• **GOAL OF THE EXERCISE**: Extract each line from the items below that contains the word "green".

• **DATA SECTION**:
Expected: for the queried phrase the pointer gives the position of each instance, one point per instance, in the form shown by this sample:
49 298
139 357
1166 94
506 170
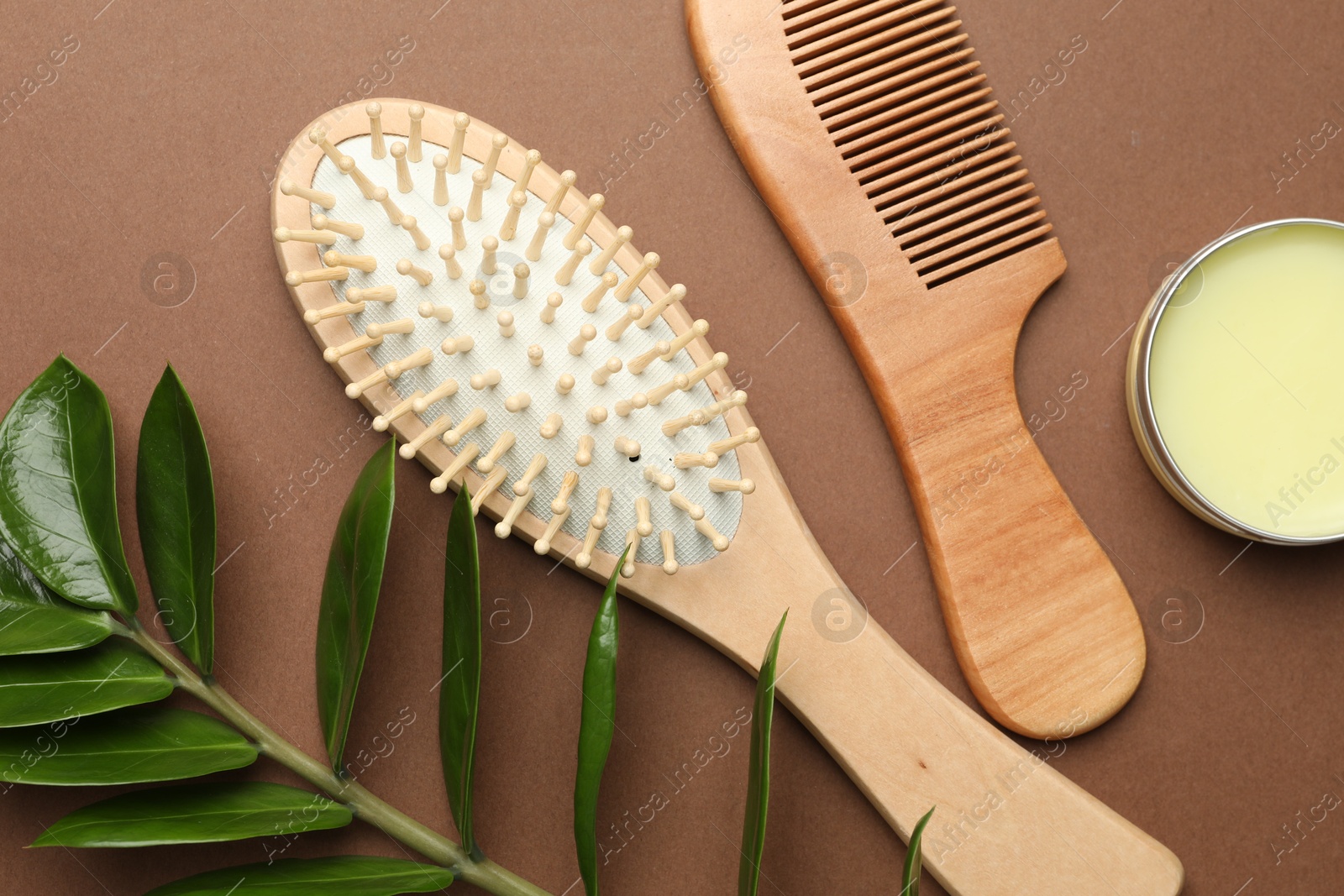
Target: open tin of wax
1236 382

...

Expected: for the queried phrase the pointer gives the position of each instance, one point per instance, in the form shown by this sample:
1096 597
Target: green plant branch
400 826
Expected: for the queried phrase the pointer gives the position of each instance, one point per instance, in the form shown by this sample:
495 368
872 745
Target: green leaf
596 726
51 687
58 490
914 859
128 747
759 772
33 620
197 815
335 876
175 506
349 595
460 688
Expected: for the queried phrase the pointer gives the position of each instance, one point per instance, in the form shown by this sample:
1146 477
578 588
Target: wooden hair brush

• **TASK RESULT**:
Target: green plant branch
Target: green leaf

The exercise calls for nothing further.